__Problemi da risolvere__:
[a] Stampa il passo del testo sulle Dieci Parole compreso tra "Benché la Torah" e "l’uomo è creato.", estremi inclusi, senza cambiare nulla.
[b] Per ogni affermazione stabilisci se concorda con il testo sulle Dieci Parole: rispondi sì o no e cita alla lettera le parole del testo che lo decidono. (i) Mosheh digiuna per quaranta giorni. (ii) La Torah precisa che le Dieci Parole erano scritte cinque su una tavola e cinque sull'altra. (iii) In ebraico pietra si dice éven.

__Testo del documento__:
--*--

Mosheh si nasconde nella cavità della roccia quando passa la gloria di Ha-Shem (Es 33,22) poi taglia due tavole come le precedenti e di nuovo sul far del mattino sale sul monte (Es 34,4). Per quaranta giorni digiuna e scrive sulle tavole dell’Alleanza (Es 34,28), poi scende dal monte con le tavole in mano e il volto raggiante (Es 34,29).
Benché la Torah non lo precisi, secondo la Tradizione (Yalkùt Shimonì I, § 299) le Dieci Parole erano scritte cinque su una tavola e cinque sull’altra:
 
6. Non uccidere                             1. Io sono Ha-Shem
7. Non commettere adulterio           2. Non avrai altri Eloqim1
8. Non rubare                                3. Non pronunciare invano il Nome
9. Non testimoniare il falso             4. Ricordati del giorno di Shabbat
10. Non desiderare                         5. Onora tuo Padre e tua Madre
 
La Mekhiltà spiega che Ha-Shem incise le Dieci Parole su due tavole in modo da istituire una corrispondenza tra la prima e la sesta, la seconda e la settima, e così via. Ad esempio, «Non uccidere» è in parallelo con «Io sono Ha-Shem, il tuo Eloqim» ad insegnare che uccidere significa profanare il Santo, benedetto Egli sia, ad immagine del quale l’uomo è creato.
Perché le Dieci Parole non vengono scritte su una pergamena o su un papiro, ma su tavole di pietra? Pietra in ebraico è éven, termine che contiene le parole av e ben, padre e figlio. Le Dieci Parole vengono scritte nel legame delle generazioni che unisce i padri ai figli. Sono state incise, ma il Talmud insegna: «Non leggere harùt, inciso, ma herùt, libertà».

--*--

__Estratti delle righe__:
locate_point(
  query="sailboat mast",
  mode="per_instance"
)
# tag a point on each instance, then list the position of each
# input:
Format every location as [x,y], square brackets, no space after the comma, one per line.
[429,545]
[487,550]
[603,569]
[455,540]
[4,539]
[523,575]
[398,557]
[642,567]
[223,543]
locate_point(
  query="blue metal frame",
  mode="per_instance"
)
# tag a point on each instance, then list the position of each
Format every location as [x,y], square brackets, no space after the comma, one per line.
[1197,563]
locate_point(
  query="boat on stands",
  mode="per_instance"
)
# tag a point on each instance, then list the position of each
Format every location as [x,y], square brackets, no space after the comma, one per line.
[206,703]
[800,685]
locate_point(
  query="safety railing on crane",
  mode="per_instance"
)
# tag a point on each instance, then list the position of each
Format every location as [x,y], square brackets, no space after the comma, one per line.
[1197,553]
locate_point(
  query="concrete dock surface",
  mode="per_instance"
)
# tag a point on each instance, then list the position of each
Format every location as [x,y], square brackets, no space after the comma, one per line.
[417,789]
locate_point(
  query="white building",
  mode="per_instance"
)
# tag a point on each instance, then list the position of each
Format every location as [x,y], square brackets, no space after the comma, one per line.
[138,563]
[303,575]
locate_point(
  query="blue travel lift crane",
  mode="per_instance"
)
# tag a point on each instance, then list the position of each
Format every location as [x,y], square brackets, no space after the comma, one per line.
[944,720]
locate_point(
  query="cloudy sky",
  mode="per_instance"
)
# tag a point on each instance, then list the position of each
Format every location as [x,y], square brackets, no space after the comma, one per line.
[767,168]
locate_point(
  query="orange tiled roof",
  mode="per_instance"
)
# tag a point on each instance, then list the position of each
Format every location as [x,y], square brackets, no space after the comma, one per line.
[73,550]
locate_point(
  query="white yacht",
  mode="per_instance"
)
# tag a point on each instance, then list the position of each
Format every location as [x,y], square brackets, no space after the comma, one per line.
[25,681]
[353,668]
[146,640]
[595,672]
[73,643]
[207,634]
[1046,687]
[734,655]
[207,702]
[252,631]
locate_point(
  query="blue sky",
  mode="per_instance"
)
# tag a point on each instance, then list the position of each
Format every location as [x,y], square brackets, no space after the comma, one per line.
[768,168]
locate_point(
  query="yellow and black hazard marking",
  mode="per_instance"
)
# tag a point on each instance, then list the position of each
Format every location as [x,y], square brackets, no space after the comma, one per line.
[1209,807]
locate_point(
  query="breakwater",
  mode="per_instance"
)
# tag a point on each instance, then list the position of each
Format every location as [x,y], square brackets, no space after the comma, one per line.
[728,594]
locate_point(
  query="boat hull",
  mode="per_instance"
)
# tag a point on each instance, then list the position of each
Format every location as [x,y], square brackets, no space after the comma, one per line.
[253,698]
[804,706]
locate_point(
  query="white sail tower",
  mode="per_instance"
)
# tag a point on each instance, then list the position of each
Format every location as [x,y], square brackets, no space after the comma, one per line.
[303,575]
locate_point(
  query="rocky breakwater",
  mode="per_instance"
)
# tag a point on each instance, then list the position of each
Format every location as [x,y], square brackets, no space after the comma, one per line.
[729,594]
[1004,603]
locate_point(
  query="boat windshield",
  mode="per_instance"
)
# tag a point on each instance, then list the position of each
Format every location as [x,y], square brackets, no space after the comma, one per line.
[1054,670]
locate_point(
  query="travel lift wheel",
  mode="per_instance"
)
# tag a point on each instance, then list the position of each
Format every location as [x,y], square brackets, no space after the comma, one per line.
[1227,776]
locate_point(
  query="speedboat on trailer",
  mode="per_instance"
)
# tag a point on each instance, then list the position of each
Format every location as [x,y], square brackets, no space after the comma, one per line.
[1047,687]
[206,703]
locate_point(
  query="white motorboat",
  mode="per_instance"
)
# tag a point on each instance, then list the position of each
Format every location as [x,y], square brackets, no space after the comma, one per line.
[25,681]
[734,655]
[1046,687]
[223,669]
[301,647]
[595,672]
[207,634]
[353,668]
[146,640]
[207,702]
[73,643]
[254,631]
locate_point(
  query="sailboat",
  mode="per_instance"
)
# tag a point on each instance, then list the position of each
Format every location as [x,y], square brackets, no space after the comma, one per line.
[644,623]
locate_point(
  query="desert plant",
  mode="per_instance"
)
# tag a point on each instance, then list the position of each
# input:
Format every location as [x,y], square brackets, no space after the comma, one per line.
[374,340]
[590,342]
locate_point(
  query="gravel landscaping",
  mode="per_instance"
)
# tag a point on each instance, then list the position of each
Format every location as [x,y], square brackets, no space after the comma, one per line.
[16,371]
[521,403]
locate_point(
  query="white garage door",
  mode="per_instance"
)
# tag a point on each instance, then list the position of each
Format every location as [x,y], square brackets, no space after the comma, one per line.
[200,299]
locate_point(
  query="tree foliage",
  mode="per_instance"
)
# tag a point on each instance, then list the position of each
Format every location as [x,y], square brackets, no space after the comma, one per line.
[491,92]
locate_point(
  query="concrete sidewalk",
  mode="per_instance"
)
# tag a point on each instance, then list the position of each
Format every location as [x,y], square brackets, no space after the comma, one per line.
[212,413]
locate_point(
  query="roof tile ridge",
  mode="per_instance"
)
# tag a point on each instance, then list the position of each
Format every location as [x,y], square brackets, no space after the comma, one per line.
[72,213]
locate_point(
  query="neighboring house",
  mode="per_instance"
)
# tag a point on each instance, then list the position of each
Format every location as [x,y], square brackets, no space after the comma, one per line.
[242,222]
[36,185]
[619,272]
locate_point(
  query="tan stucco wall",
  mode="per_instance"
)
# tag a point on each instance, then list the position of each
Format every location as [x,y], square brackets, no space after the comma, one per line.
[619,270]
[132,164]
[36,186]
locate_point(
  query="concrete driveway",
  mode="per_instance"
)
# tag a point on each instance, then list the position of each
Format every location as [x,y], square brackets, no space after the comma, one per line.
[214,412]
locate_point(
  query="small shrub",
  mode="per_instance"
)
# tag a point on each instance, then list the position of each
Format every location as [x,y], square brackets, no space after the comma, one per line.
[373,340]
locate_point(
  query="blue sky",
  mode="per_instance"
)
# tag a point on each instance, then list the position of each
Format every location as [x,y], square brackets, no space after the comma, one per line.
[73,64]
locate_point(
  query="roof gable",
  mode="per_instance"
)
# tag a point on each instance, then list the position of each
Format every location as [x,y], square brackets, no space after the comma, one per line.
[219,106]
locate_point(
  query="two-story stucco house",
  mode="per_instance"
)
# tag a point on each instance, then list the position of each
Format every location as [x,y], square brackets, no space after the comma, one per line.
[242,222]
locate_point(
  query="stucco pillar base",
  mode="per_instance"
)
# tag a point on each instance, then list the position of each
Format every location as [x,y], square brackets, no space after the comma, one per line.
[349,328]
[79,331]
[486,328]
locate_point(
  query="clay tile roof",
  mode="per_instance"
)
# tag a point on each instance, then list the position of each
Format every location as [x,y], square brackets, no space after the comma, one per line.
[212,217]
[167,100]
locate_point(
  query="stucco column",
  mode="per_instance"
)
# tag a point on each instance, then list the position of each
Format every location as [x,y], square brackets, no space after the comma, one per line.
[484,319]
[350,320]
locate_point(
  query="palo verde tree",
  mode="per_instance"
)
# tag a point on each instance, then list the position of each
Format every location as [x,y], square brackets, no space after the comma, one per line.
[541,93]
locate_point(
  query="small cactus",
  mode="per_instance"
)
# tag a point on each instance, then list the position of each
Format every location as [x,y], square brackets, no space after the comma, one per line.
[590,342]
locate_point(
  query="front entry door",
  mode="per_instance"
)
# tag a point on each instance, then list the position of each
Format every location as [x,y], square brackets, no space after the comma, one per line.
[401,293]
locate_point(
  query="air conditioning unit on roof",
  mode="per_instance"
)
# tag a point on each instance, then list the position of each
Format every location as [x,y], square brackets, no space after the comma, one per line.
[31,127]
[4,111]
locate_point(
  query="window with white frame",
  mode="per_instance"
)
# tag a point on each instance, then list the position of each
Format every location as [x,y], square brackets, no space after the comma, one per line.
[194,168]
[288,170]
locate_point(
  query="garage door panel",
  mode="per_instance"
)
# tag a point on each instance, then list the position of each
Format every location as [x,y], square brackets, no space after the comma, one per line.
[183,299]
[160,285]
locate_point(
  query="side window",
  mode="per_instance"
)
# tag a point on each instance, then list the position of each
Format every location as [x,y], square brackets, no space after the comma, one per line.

--*--

__Risposte fornite__:
[a]
Benché la Torah non lo precisi, secondo la Tradizione (Yalkùt Shimonì I, § 299) le Dieci Parole erano scritte cinque su una tavola e cinque sull’altra:
 
6. Non uccidere                             1. Io sono Ha-Shem
7. Non commettere adulterio           2. Non avrai altri Eloqim1
8. Non rubare                                3. Non pronunciare invano il Nome
9. Non testimoniare il falso             4. Ricordati del giorno di Shabbat
10. Non desiderare                         5. Onora tuo Padre e tua Madre
 
La Mekhiltà spiega che Ha-Shem incise le Dieci Parole su due tavole in modo da istituire una corrispondenza tra la prima e la sesta, la seconda e la settima, e così via. Ad esempio, «Non uccidere» è in parallelo con «Io sono Ha-Shem, il tuo Eloqim» ad insegnare che uccidere significa profanare il Santo, benedetto Egli sia, ad immagine del quale l’uomo è creato.

[b]
(i) Sì: «Per quaranta giorni digiuna e scrive sulle tavole dell’Alleanza».
(ii) No: «Benché la Torah non lo precisi».
(iii) Sì: «Pietra in ebraico è éven».